TRAVAIL DEMANDÉ » Recopiez les lignes des données à partir de celle contenant "Where is the cockpit" jusqu'à la fin, bornes comprises, y compris celles sans coordonnées. Décalez chaque coordonnée de -62.

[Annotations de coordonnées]
___
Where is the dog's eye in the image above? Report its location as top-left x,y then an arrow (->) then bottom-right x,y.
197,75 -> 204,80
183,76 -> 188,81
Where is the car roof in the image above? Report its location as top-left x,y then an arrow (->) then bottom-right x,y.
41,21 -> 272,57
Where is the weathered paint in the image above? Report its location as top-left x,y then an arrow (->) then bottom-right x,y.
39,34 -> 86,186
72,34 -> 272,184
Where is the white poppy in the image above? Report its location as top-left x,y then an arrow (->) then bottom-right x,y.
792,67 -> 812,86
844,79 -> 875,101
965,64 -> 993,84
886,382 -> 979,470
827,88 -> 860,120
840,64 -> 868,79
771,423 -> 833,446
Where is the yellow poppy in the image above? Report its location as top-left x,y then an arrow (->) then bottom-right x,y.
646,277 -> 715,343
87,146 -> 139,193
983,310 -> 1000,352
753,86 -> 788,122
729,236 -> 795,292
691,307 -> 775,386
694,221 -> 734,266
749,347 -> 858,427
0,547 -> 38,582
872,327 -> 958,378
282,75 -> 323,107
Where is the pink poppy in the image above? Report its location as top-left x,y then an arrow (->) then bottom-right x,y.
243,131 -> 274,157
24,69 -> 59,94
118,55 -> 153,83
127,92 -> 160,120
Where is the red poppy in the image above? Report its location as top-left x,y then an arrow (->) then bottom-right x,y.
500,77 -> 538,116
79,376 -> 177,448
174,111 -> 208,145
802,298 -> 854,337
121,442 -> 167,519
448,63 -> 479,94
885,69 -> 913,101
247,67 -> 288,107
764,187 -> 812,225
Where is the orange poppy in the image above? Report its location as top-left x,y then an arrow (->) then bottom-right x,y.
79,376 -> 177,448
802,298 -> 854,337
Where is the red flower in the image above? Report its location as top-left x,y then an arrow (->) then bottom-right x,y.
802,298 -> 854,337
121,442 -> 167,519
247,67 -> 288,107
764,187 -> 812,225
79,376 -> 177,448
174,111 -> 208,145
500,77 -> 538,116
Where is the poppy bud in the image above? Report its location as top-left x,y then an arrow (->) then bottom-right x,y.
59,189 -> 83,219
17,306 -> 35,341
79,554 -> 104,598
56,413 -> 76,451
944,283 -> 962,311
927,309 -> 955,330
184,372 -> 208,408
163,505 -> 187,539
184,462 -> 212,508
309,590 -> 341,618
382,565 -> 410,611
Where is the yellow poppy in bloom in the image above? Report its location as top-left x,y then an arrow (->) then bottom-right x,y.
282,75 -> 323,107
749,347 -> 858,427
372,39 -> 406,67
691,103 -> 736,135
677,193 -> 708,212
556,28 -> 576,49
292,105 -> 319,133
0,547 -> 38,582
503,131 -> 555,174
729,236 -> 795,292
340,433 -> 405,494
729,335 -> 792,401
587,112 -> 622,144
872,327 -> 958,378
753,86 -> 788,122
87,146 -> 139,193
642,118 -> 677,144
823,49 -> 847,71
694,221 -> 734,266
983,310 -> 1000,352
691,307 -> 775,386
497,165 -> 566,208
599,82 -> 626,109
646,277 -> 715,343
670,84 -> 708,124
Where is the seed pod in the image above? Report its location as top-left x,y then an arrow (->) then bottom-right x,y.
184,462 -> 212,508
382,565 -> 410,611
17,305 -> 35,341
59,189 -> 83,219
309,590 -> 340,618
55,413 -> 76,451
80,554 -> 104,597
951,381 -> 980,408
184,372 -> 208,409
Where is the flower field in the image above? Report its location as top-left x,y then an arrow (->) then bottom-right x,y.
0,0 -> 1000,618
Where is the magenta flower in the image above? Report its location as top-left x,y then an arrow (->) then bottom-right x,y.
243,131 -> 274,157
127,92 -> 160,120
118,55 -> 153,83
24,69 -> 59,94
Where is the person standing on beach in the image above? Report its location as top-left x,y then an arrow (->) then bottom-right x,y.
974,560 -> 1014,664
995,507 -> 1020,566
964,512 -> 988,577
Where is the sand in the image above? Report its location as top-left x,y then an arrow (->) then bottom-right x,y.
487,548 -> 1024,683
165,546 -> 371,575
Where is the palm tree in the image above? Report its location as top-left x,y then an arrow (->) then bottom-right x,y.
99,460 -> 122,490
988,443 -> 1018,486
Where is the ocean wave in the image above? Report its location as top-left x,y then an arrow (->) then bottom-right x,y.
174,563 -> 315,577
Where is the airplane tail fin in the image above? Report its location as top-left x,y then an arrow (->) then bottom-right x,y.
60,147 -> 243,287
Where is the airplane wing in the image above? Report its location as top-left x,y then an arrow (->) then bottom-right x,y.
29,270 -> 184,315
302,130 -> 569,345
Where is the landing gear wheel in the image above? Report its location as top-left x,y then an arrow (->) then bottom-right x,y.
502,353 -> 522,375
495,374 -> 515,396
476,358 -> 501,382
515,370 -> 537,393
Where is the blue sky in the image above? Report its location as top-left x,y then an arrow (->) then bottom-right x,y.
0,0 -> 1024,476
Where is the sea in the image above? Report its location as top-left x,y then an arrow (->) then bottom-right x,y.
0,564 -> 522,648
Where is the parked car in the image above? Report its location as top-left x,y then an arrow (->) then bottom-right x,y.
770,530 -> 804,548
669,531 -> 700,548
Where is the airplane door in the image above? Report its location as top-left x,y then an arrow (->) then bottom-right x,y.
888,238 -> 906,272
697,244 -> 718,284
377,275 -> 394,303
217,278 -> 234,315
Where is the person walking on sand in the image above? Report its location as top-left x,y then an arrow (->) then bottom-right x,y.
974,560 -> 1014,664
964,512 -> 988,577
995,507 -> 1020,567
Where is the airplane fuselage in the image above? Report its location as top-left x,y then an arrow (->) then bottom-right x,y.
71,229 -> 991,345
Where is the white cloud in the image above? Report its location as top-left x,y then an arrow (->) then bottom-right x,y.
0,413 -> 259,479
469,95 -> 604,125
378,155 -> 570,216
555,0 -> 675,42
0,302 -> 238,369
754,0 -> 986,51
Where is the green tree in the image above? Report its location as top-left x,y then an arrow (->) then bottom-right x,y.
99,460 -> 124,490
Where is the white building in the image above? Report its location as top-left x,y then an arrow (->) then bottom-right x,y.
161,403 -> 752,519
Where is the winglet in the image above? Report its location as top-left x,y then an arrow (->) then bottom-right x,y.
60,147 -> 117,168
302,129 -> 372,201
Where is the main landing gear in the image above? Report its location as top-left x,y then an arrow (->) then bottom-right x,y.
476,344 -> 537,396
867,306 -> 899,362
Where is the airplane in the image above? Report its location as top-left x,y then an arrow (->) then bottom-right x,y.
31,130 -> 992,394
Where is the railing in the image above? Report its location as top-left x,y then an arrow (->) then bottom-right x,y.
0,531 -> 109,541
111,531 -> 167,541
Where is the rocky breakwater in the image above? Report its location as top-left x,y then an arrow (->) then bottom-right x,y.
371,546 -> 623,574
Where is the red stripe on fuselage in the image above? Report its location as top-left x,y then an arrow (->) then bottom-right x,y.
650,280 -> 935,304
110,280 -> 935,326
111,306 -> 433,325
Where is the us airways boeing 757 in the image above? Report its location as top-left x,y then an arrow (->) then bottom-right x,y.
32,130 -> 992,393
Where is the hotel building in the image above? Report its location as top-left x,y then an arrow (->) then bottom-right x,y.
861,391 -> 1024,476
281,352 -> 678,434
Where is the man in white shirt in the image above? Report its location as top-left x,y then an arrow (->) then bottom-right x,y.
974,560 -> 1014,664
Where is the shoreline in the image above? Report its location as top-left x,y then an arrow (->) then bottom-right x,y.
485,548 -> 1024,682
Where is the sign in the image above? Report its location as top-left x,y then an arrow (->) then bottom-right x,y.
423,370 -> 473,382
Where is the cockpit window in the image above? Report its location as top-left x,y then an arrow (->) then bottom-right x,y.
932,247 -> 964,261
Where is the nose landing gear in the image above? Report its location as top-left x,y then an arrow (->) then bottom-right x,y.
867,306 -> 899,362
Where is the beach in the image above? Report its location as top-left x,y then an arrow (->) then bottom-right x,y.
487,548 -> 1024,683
___
RÉPONSE FOURNIE »
Where is the cockpit window in the image above? Report its location as top-left x,y then an arrow (->) then bottom-right x,y.
870,185 -> 902,199
Where is the nose landing gear in the image above? Report its location as top-left x,y then an arrow (->) then bottom-right x,y.
805,244 -> 837,300
Where is the beach in the image above? Report its location as top-left x,y then an arrow (->) then bottom-right x,y.
425,486 -> 962,621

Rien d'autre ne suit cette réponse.